# Military Railtruck



## up9018 (Jan 4, 2008)

My son is a huge fan of the Army, as well as trains. So for our 1:20.3 NG railroad, we decided he needed an miliatry railtruck to roam about with. Therefore, we started with a Bachmann railtruck, which was torn apart and repainted in OD Green. The roof was removed from the cab, and a bow added to the rear so that a canvas roof may be added typical of WW2 era 6x6 trucks. I added sheet and strip styrene to the back of the cab to remove the wood board detail. A notch was added to the plow for the future winch cable to pass thru. I also cut the "wooden" sides down and added sheet and strip styrene, and sanded the wood grain off the stakes, to give them more of a steel bed look. I have yet to finish the other side of the bed, then the tailgate will be fitted to the truck. Afterwards, I will add bows and a canvas roof to the bed area. We will be adding details and markings typical of WW2 era. military vehicles once the primary work is done. The truck will be battery powered and operate with a Revo.

Hope you like it,
Chris


----------



## Jerry Barnes (Jan 2, 2008)

COOL idea, I like it! I've been assembling cars for a military train. Just bought a Army locomotive by K-line off ebay. Hope it works okay. I have the rail truck, converted it to battery power. Runs nice.


----------



## Ray Dunakin (Jan 6, 2008)

Cool project! Looking forward to seeing it completed.


----------



## Totalwrecker (Feb 26, 2009)

Cool truck.
I found a gun you can tow behind it;









Should keep ya busy...

John


----------



## Paulus (May 31, 2008)

Chris it looks great already. Hope to see some more pictures of it!


----------
________________________
▶ _Exercise set_:
1) From the military railtruck thread, repeat the passage that begins at the words "COOL idea, I" and stops after the words "seeing it completed.".
2) Give every poster name that heads a post in the military railtruck thread.
The listing comes from a separate source.

▶ _Given material_:
________________________
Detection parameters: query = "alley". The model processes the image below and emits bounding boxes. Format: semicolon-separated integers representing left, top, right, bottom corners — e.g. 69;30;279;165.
________________________
▶ _Solutions to the exercise_:
1)
COOL idea, I like it! I've been assembling cars for a military train. Just bought a Army locomotive by K-line off ebay. Hope it works okay. I have the rail truck, converted it to battery power. Runs nice.


----------



## Ray Dunakin (Jan 6, 2008)

Cool project! Looking forward to seeing it completed.

2)
up9018
Jerry Barnes
Ray Dunakin
Totalwrecker
Paulus